- WHAT TO WORK ON: Scan the material below for lines with the word "path" and report how many there are, with nothing added.
━━━━
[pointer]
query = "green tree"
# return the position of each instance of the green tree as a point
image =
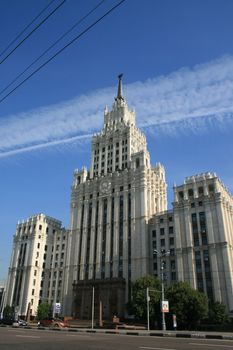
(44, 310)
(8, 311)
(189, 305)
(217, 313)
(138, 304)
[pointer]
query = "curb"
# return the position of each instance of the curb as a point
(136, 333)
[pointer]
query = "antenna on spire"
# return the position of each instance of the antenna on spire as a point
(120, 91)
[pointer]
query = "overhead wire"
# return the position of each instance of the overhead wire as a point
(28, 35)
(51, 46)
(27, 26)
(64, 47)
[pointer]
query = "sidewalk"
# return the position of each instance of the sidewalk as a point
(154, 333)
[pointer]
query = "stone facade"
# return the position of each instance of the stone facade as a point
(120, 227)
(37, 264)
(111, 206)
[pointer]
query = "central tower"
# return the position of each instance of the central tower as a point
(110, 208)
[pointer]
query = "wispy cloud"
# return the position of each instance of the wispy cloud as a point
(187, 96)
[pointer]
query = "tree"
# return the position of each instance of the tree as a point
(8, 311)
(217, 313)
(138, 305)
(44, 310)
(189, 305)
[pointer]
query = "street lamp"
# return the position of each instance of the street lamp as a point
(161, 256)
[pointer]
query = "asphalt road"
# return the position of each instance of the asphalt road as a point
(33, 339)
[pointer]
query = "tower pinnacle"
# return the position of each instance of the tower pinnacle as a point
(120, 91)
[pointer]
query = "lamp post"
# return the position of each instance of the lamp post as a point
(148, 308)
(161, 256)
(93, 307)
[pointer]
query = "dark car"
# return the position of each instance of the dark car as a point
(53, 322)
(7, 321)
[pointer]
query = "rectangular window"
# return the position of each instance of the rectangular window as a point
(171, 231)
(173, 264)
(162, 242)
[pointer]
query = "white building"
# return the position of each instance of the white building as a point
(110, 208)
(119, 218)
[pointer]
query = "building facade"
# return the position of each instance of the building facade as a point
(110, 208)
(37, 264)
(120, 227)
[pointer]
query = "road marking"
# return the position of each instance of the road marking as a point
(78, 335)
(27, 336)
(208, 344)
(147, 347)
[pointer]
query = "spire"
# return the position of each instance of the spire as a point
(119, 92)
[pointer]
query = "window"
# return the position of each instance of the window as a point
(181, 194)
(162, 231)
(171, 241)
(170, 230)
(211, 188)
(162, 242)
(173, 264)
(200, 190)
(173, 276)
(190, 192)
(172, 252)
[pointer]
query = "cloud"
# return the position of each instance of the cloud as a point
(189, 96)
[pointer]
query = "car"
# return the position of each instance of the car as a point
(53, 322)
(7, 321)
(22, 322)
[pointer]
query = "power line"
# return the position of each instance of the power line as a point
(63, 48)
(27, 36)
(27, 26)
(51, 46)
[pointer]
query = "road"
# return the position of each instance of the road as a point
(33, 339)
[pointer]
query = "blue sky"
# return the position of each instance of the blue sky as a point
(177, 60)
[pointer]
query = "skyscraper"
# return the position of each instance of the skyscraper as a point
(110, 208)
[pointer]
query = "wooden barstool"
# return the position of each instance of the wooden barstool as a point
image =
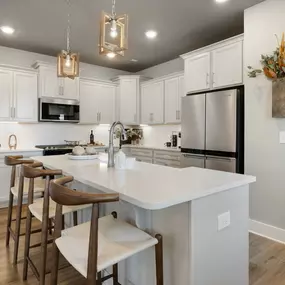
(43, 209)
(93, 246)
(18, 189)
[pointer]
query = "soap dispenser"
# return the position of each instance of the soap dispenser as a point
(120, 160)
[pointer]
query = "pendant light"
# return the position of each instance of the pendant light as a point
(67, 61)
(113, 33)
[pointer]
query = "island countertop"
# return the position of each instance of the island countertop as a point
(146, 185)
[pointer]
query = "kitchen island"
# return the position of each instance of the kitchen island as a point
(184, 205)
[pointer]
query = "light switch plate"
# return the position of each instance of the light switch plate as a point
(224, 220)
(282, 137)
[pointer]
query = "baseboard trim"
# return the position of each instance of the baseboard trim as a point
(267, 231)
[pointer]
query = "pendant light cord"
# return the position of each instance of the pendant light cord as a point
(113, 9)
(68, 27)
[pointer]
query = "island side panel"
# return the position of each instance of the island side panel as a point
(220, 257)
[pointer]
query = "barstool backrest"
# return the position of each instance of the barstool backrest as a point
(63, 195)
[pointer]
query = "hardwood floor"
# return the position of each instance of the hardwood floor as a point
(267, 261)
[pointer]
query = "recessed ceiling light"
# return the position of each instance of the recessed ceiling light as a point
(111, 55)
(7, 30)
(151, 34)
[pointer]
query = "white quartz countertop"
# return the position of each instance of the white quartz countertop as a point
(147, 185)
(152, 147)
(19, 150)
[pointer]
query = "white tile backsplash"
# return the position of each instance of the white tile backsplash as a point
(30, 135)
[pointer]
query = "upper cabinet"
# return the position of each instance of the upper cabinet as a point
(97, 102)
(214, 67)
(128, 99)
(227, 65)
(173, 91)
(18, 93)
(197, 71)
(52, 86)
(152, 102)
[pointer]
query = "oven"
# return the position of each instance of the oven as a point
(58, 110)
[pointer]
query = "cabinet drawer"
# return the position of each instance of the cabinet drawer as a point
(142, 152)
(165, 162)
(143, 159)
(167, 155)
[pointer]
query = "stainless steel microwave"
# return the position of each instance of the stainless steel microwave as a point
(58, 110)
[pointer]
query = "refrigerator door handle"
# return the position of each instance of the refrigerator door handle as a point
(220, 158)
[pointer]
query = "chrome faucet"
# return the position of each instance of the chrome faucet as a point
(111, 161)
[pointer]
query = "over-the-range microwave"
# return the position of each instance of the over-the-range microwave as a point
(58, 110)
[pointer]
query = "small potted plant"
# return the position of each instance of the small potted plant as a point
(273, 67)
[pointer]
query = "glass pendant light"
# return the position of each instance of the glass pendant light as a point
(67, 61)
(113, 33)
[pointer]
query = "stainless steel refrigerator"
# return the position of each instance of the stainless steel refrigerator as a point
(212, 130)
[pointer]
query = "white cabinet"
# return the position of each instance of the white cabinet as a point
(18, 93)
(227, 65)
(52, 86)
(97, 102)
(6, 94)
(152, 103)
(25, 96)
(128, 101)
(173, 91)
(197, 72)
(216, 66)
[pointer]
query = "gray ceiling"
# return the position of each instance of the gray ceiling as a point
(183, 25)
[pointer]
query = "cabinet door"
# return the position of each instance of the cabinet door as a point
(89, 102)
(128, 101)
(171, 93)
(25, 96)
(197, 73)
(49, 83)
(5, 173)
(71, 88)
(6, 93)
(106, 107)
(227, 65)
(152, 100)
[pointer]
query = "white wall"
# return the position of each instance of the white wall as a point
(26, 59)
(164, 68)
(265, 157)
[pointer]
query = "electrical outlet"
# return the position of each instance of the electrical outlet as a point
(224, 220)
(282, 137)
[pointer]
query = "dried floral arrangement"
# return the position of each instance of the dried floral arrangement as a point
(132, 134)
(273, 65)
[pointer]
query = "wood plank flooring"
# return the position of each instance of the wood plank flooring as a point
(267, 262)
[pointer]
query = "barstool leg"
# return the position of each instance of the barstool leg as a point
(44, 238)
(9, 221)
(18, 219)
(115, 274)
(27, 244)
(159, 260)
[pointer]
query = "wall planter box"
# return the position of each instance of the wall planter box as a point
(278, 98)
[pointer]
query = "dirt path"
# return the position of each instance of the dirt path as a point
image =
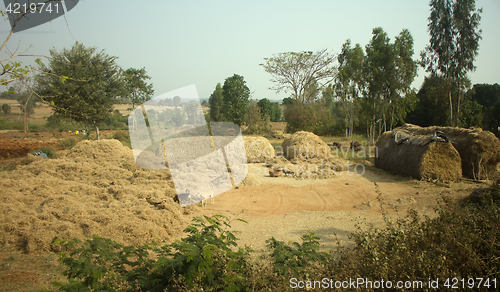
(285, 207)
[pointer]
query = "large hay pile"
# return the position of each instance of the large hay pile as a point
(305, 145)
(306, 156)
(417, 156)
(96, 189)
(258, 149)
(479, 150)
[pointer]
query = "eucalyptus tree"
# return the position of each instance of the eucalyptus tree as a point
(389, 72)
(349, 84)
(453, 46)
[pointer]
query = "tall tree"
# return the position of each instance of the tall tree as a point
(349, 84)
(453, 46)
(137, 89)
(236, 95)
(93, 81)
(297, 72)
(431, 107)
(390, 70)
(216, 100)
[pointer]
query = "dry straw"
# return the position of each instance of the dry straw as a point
━━━━
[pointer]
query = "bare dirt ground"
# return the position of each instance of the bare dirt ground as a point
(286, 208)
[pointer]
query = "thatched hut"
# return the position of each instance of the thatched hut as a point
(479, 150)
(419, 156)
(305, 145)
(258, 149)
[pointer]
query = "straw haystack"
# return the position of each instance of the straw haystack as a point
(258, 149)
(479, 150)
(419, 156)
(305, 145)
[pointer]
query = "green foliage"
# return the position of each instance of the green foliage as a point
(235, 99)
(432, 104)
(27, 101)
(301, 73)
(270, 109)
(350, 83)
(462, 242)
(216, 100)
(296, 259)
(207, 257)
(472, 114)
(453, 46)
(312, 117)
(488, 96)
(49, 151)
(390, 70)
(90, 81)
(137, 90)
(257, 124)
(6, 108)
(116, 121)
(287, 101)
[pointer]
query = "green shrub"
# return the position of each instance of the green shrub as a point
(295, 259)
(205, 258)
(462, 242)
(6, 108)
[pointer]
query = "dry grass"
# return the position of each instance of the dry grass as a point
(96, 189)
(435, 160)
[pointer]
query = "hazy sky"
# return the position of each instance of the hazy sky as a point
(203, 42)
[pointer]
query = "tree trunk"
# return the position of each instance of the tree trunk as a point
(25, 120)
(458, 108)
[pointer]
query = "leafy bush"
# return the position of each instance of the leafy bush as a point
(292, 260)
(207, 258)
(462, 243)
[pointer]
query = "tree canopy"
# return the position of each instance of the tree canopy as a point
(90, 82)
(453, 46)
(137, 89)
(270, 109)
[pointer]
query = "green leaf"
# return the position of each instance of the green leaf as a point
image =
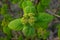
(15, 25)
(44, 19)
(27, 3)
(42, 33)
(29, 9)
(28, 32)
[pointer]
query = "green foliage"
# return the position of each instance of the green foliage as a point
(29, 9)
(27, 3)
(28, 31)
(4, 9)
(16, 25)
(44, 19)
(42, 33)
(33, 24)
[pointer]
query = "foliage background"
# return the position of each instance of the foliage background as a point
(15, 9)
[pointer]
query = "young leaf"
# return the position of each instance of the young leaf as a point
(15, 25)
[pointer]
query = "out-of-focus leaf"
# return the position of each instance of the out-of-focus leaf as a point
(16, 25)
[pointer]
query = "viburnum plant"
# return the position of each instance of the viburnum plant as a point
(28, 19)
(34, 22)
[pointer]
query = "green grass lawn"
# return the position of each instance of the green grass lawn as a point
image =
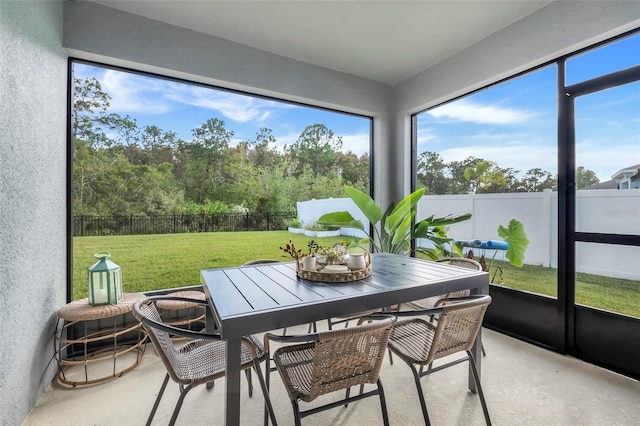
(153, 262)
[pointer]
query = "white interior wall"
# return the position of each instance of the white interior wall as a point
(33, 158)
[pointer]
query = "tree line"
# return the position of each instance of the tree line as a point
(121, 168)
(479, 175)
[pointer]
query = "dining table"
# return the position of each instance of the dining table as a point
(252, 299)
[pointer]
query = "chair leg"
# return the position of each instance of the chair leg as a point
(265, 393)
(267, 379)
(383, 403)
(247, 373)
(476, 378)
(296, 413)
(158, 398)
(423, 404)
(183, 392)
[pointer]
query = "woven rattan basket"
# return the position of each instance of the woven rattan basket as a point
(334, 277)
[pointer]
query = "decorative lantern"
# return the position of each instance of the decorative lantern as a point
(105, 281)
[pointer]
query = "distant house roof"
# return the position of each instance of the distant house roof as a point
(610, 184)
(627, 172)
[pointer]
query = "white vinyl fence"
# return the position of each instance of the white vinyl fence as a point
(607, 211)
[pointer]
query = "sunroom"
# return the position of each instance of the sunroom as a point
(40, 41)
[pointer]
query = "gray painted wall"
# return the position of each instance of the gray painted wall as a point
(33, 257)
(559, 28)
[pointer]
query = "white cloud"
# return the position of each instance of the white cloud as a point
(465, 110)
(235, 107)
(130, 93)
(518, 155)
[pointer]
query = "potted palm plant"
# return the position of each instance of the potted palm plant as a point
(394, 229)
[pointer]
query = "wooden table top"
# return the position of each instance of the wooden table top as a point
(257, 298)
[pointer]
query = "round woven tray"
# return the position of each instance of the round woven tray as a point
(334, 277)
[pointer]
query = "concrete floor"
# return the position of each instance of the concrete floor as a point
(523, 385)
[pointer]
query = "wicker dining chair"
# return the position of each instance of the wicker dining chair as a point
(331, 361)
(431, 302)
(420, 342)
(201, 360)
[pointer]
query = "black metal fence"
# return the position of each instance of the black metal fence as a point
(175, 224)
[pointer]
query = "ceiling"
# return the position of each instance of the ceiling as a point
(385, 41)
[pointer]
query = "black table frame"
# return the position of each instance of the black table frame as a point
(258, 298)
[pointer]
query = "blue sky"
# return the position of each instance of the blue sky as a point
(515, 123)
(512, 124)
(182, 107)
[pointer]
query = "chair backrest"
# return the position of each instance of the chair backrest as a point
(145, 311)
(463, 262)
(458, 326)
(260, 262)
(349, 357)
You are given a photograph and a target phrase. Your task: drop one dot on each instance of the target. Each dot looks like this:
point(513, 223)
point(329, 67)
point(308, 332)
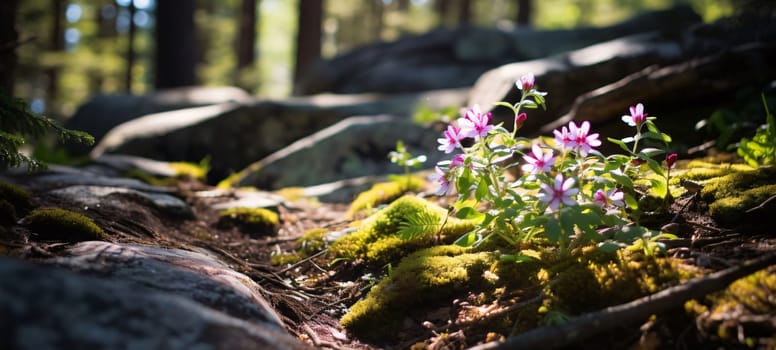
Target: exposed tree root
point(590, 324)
━━━━
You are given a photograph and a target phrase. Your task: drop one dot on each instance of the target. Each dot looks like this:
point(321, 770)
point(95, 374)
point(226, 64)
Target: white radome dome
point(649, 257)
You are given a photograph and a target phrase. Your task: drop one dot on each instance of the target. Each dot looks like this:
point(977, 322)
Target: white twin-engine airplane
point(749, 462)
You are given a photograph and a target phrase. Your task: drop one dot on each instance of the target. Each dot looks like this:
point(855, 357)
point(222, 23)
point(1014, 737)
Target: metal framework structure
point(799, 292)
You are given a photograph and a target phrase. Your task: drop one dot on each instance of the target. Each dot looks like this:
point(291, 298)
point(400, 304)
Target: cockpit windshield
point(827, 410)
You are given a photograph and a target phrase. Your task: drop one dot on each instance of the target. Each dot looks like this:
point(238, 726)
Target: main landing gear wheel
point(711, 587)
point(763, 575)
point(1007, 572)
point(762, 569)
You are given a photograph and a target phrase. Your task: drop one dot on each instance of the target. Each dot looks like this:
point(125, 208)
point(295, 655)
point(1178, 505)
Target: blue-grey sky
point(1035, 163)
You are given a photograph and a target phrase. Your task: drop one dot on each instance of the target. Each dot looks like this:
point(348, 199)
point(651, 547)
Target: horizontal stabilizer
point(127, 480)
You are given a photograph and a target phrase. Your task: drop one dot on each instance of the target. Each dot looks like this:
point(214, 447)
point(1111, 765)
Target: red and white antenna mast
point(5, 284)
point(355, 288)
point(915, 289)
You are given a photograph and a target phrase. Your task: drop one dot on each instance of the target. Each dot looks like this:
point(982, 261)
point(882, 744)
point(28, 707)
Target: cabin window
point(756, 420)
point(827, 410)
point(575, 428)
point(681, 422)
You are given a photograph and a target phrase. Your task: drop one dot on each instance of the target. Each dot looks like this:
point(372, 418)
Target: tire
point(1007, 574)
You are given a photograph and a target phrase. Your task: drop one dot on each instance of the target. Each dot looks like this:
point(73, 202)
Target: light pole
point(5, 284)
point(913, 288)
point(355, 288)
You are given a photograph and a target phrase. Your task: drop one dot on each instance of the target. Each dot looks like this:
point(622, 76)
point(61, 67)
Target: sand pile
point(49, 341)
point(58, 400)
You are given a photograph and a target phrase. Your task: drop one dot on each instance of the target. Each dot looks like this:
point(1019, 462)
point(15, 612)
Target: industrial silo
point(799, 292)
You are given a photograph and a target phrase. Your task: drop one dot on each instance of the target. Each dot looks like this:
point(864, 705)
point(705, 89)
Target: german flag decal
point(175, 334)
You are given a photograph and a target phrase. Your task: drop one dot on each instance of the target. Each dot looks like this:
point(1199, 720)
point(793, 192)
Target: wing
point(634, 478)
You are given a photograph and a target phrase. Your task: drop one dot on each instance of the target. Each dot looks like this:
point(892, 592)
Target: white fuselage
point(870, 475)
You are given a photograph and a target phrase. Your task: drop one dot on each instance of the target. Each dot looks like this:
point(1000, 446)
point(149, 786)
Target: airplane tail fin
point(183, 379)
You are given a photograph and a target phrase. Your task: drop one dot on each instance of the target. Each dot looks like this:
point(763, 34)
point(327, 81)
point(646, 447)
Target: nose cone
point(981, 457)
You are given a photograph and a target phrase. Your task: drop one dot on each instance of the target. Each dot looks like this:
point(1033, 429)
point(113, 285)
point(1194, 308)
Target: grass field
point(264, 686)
━━━━
- WRITTEN RESPONSE: 2